The Mamberamo (Indonesian: Sungai Mamberamo) is the second-longest river on the island of New Guinea, after Sepik River (1,126 km) and the second largest in Oceania by discharge volume after Fly. It is located in the Indonesian province of Papua. It is the second largest river in Indonesia by volume of discharge after Kapuas and also the widest.

The river is formed from the confluence of its upper tributaries, the Tariku and Taritatu Rivers in the Lakes Plains region, an interior basin with extensive freshwater swamp forests and grasslands. It flows northwards between the Van Rees Range (Pegunungan Van Rees) and Foja Mountains through a series of rapids and gorges. The last 160 km of the river are navigable. In the coastal lowlands, the river is lined with marshes and forms a broad river delta. The Mamberamo discharges into the Pacific Ocean at the northern point of Point D'Urville or Cape Narwaku (Tanjung Narwaku).

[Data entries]
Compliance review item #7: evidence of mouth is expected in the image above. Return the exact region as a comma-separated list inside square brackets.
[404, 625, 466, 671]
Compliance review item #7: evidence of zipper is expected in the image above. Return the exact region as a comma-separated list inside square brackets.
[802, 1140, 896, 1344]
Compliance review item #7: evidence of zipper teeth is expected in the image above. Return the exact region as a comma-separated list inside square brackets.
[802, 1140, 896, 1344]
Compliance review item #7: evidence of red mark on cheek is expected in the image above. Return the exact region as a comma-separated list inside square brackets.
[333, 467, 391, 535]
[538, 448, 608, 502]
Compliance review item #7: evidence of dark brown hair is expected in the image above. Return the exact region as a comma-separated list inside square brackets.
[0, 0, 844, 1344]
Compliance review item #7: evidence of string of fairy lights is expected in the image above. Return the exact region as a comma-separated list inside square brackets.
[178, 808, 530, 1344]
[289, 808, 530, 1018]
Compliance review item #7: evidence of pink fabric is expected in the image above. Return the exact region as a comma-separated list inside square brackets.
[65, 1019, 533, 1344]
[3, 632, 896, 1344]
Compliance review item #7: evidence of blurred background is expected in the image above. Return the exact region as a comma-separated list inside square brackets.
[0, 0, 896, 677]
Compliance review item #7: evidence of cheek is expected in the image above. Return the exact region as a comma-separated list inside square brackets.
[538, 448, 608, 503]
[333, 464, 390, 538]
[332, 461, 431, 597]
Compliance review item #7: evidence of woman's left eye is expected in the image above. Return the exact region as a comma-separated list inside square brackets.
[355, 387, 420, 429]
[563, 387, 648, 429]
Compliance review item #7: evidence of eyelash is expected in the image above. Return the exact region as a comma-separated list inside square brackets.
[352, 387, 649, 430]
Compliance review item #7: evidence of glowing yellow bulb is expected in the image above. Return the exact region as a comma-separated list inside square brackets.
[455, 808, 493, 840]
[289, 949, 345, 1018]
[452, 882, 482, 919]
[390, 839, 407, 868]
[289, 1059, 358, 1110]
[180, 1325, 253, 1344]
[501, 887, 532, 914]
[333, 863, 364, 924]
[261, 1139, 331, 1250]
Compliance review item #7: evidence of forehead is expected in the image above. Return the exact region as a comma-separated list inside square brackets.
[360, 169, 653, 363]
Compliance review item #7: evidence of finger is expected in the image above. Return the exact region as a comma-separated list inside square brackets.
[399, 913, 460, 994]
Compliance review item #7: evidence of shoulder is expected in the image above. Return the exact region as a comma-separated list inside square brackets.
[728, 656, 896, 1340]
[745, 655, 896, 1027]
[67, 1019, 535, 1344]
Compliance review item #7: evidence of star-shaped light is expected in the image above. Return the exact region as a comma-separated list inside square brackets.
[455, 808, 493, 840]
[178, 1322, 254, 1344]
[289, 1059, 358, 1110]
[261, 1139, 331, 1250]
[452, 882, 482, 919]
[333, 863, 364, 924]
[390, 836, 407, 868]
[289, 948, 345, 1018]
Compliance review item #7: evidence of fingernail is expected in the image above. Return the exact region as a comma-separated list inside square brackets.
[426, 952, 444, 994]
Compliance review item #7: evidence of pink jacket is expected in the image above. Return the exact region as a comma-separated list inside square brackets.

* **Task set**:
1 - Please reproduce the passage on the Mamberamo River from "The Mamberamo (Indonesian: Sungai" up to and including "also the widest.", word for word.
2 - Carry on with the passage on the Mamberamo River, picking up right after its final sentence.

* **Responses in order**:
1 -
The Mamberamo (Indonesian: Sungai Mamberamo) is the second-longest river on the island of New Guinea, after Sepik River (1,126 km) and the second largest in Oceania by discharge volume after Fly. It is located in the Indonesian province of Papua. It is the second largest river in Indonesia by volume of discharge after Kapuas and also the widest.

2 -
The river's huge valley is home to various uncontacted peoples and incredible biodiversity. In the 1990s, the Indonesian Government had plans to construct a large hydroelectric dam on the Mamberamo that would have submerged much of the area. This plan was shelved after the Indonesian financial crisis from 1998 to 1999, but there are concerns by environmental groups that it could be resurrected sometime in the future. At present, the Mamberamo remains the second largest river in the world to be completely unfragmented by dams in its catchment, behind only the relatively nearby Fly.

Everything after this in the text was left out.